Can a New Device Make More Hearts Available for Transplant?

Clinical Trial Seeks to Find Out

By Debbe Geiger
August 18, 2020
Patient underwent heart transplant at Duke Hospital

Michael Woods’ heart and kidney disease were slowly worsening as he waited for a heart and kidney transplant in early 2020. With limited hearts available, he could have spent years waiting for organs since his condition wasn’t severe enough to place him at the top of the transplant list. That changed when doctors told him about a clinical study of a new process for obtaining hearts from donors. Within one month, Woods got the call he’d been waiting for. Three months after receiving his new organs, 51-year-old Woods is taking daily walks in the park with his wife and is grateful for receiving a second chance.

Learning He Needed a Heart and Kidney Transplant

Woods was working as a corrections officer in Georgia when his heart disease and kidney disease got the best of him. “I was sluggish; I couldn’t do simple tasks,” he said. By 2017, he could no longer do his job. For the next two years, he was in and out of Georgia hospitals. In late 2019, he was told he needed a heart and kidney transplant.

“That just floored me,” Woods said. When he learned his hospital didn’t perform multi-organ transplants, he recalled asking, “‘What do I do?’ The doctor said, ‘I’m going to call Duke University Hospital. If you’re a candidate, you can get it there.’”

While Woods spent several months at Duke waiting to be matched with organs, his condition declined to the point where he was bedridden. His doctors recommended he receive a left ventricular assist device to get him mobile again. The battery-operated pump supported his weak heart by continually pumping blood through his body. Woods hated it, but it was his ticket out of the hospital and back home to Dacula, GA while he waited for a transplant.

Heart Transplant Donation After Cardiac Death

Woods was told it could take up to two years for a heart and kidney to become available. When Duke cardiologist Chet Patel, MD, offered him the chance to benefit from a device being studied in a clinical trial that might help him get a heart faster, Woods agreed.

Dr. Patel was referring to a device being tested as part of a process called Donation after Cardiac Death, or DCD. In the United States, hearts can only be removed from a donor when a person has been declared brain dead, explained Adam DeVore, MD, who is also Woods’ cardiologist. Brain death occurs when all brain function stops, and only a ventilator keeps oxygen flowing and the heart beating.

“For cardiac death, there may be extremely limited brain activity (for example, certain reflexes) but still zero chance of recovery,” said Dr. DeVore. “The heart is allowed to stop beating for a few minutes before harvesting.”

_PROMPT_. Revise the part of the heart transplant article starting with "Heart Transplant Donation" and going on through "the heart beating.", replacing "ventilator" with "breathing machine". The rows below come from a separate source, not from the heart transplant article.

_INFORMATION SUPPLIED_.
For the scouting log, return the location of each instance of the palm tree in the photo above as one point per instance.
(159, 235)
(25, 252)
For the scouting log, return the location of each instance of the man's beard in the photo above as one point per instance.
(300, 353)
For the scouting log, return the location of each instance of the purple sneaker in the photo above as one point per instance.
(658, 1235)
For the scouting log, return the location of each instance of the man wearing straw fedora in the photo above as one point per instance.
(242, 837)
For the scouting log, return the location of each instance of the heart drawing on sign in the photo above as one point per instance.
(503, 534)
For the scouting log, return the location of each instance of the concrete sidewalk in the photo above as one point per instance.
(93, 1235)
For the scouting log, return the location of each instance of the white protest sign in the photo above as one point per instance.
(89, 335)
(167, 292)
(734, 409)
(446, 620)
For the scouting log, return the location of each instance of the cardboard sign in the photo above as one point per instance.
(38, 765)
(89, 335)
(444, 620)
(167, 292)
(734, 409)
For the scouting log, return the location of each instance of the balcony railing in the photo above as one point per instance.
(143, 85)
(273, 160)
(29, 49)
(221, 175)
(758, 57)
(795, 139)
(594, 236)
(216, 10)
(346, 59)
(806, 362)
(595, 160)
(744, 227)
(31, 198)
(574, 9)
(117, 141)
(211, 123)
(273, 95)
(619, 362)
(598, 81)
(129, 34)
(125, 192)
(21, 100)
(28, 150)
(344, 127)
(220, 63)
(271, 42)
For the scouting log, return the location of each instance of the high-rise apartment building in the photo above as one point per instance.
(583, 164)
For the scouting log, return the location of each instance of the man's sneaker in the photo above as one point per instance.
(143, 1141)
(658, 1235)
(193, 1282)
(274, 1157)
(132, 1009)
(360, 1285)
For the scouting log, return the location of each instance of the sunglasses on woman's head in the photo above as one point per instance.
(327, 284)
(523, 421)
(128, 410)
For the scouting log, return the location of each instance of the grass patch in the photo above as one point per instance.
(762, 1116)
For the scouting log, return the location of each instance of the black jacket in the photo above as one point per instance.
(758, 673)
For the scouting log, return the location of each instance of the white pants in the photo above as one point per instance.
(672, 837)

_SOLUTION TO THE EXERCISE_.
Heart Transplant Donation After Cardiac Death

Woods was told it could take up to two years for a heart and kidney to become available. When Duke cardiologist Chet Patel, MD, offered him the chance to benefit from a device being studied in a clinical trial that might help him get a heart faster, Woods agreed.

Dr. Patel was referring to a device being tested as part of a process called Donation after Cardiac Death, or DCD. In the United States, hearts can only be removed from a donor when a person has been declared brain dead, explained Adam DeVore, MD, who is also Woods’ cardiologist. Brain death occurs when all brain function stops, and only a breathing machine keeps oxygen flowing and the heart beating.